*** Opening Exercise data ***
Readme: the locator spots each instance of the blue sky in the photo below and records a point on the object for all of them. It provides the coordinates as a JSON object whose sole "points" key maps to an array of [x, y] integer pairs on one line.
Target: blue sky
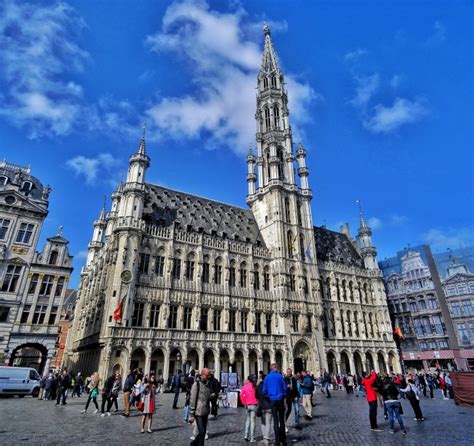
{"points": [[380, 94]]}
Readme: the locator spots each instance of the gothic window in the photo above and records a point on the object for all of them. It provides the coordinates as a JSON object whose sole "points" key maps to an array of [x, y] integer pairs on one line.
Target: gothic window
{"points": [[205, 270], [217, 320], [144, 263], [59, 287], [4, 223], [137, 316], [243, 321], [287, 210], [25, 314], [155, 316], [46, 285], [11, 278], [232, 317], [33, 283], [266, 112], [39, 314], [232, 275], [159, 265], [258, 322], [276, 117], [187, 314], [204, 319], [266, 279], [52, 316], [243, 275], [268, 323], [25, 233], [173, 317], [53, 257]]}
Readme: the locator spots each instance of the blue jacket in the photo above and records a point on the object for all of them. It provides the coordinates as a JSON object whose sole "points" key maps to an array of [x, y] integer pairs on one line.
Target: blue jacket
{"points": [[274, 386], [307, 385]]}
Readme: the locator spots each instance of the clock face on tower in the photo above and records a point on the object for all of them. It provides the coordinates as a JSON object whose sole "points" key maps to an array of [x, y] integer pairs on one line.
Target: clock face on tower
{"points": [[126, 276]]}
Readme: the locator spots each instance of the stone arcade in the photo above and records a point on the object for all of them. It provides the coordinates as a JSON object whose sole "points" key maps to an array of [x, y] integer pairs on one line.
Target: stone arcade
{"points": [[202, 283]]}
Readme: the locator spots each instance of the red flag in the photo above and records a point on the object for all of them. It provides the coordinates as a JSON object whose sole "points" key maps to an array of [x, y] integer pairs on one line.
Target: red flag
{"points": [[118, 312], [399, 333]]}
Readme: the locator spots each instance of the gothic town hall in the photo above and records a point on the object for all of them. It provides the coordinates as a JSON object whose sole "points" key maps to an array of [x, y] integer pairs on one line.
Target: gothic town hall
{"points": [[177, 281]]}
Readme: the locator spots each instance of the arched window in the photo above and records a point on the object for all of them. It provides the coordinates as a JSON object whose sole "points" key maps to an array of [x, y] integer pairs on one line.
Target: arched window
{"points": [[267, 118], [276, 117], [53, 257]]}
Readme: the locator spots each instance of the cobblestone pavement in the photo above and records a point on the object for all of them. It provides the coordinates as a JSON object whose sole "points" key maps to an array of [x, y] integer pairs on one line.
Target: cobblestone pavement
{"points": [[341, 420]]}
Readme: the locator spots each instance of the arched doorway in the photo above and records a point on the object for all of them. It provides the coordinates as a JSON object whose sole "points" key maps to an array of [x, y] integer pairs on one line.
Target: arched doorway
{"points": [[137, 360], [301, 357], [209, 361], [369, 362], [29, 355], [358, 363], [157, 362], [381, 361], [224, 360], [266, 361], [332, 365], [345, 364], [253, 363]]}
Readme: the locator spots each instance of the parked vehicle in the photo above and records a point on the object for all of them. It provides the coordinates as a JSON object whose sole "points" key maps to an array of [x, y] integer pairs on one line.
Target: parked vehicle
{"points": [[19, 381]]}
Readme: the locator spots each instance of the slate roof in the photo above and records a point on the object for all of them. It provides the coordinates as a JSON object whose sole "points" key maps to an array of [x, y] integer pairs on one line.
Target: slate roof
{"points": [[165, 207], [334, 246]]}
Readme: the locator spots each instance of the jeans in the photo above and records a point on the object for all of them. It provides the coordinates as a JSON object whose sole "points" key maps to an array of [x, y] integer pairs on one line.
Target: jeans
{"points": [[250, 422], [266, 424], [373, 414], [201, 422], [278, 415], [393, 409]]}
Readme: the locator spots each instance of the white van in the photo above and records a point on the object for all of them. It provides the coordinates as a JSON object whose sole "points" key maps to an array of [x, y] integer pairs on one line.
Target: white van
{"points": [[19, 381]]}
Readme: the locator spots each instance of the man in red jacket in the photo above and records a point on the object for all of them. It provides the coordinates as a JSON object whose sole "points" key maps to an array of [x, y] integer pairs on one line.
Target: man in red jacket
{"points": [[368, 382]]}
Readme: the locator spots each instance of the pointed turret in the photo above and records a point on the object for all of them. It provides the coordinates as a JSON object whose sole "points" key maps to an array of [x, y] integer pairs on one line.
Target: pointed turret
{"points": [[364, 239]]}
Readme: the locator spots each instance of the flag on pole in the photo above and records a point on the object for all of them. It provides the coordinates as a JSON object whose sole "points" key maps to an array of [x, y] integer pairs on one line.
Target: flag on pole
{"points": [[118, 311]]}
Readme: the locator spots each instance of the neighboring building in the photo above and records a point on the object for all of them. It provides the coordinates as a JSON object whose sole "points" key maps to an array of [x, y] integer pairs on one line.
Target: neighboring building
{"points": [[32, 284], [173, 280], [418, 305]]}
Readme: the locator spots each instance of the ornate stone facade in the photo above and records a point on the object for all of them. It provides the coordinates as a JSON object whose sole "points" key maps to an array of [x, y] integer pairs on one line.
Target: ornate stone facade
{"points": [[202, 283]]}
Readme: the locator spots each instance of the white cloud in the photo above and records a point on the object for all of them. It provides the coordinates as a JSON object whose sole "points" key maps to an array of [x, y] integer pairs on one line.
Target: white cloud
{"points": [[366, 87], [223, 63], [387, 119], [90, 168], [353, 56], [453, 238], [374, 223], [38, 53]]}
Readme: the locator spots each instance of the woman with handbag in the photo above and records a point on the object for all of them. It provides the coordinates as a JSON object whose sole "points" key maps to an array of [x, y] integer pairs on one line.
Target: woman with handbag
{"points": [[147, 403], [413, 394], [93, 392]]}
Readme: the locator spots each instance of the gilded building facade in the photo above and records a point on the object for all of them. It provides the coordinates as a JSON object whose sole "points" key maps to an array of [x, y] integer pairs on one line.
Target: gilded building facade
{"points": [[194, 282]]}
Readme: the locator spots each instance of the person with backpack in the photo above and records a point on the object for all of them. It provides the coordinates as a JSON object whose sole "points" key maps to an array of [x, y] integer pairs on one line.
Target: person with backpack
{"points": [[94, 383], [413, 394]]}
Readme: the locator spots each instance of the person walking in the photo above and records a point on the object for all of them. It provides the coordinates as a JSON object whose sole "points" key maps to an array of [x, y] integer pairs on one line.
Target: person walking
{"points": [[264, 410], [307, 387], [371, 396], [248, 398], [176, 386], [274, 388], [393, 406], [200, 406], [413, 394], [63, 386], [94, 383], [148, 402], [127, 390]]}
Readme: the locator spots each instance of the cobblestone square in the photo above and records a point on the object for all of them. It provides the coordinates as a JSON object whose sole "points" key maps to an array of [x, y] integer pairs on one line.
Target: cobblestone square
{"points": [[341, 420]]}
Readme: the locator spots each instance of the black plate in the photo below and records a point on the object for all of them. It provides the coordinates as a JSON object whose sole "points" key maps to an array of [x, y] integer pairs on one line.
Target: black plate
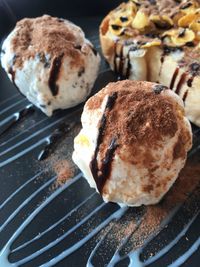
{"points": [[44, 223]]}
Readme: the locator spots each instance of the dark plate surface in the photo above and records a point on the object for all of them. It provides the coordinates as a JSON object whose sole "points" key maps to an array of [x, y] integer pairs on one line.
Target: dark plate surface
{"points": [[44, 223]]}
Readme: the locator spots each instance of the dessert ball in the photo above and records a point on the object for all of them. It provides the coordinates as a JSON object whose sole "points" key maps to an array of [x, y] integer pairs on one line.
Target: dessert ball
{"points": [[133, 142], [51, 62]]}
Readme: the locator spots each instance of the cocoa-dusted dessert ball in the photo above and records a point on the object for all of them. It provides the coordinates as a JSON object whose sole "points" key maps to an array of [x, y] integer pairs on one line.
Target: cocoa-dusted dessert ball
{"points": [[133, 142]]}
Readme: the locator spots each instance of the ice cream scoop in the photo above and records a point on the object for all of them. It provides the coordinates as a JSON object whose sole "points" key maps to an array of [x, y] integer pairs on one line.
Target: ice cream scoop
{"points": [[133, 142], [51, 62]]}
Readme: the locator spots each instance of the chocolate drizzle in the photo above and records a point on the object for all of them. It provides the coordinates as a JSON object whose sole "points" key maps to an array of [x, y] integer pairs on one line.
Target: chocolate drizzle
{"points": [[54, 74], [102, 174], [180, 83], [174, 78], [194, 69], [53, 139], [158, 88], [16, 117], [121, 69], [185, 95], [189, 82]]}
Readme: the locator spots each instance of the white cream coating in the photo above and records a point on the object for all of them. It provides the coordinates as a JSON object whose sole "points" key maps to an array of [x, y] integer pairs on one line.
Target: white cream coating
*** Closing Exercise data ***
→ Problem details
Each line in the listing above that includes the word "below" needs to be copied out.

→ Response to the exercise
Readme: the locator spots each instance of the blue sky in the photo below and records a point on the object for all of them. It provides the coordinates as a JSON object whose sole "points" key maps to an array of [x, y] integer pairs on one line.
Readme: the locator spots each instance of the black plate in the photo below and records a point on the object for all of them. It provides the coordinates as a JSON object whose sole "points" key maps to an array of [x, y] integer pairs on one line.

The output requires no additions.